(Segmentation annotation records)

::::

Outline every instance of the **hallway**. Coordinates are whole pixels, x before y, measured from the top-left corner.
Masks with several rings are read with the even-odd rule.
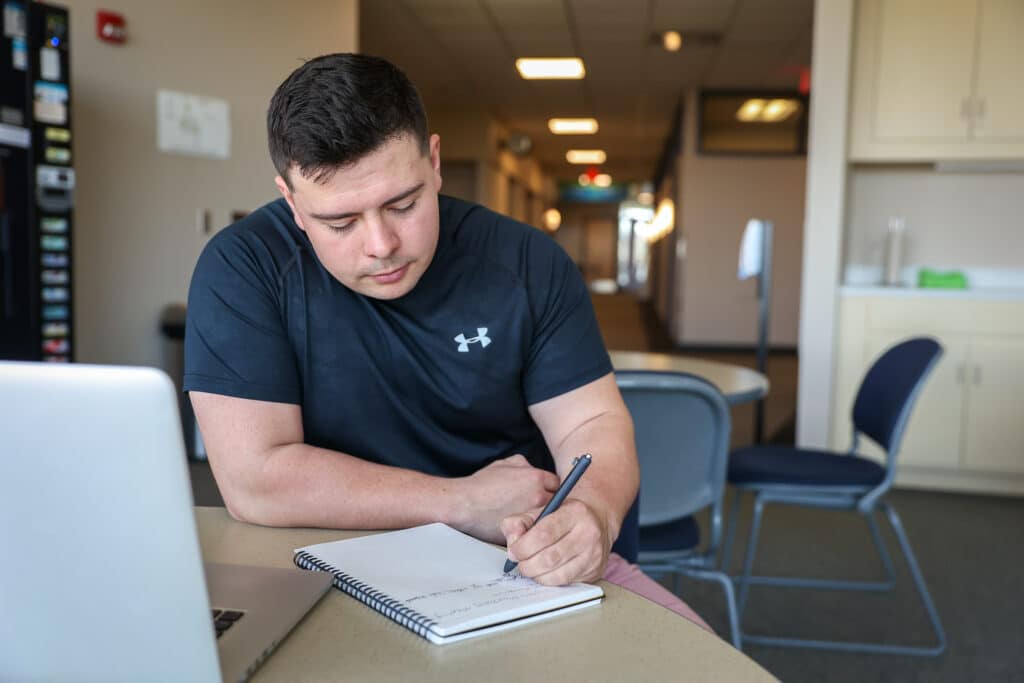
[[[656,351],[756,368],[753,349],[694,349],[680,351],[674,347],[665,326],[648,302],[638,301],[629,294],[593,294],[594,311],[608,349],[616,351]],[[777,443],[794,442],[797,414],[797,354],[774,351],[768,356],[768,380],[771,388],[765,397],[765,440]],[[732,445],[754,441],[755,404],[732,409]]]

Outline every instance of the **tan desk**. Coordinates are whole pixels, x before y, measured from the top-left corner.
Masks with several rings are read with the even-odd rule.
[[[722,392],[730,405],[757,400],[768,393],[768,378],[761,373],[702,358],[644,351],[609,351],[615,370],[671,370],[702,377]]]
[[[352,531],[254,526],[196,508],[203,558],[291,567],[292,551]],[[257,671],[256,681],[775,680],[728,643],[617,586],[601,606],[494,636],[431,645],[331,589]]]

::::

TASK STATEMENT:
Could you turn the records into a two-column CSV with the columns "instruction" and "mask", one row per record? Put each text and its answer in a single quoted field, replace line breaks with spaces, and leave out the pictures.

WRITTEN ANSWER:
instruction,mask
"Outline every instance of the **hallway**. Coordinates are whole pixels, x before y, measured from the top-left corner. Masks with several rings are read with the even-odd rule.","[[[656,351],[756,368],[753,349],[694,349],[680,351],[674,347],[665,326],[648,302],[638,301],[629,294],[593,294],[594,311],[608,349],[616,351]],[[777,443],[794,442],[797,414],[797,354],[774,351],[768,356],[768,380],[771,388],[765,397],[765,440]],[[732,445],[754,441],[755,404],[732,409]]]"
"Outline every instance of the **tan desk**. Coordinates are whole pixels, x before y, measured from the top-left corner. Masks with several rings are read with the even-odd rule.","[[[722,392],[730,405],[757,400],[768,393],[768,378],[761,373],[702,358],[644,351],[609,351],[615,370],[671,370],[702,377]]] [[[352,531],[254,526],[196,508],[203,558],[291,567],[292,551]],[[257,671],[256,681],[775,680],[728,643],[617,586],[601,606],[494,636],[431,645],[331,589]]]"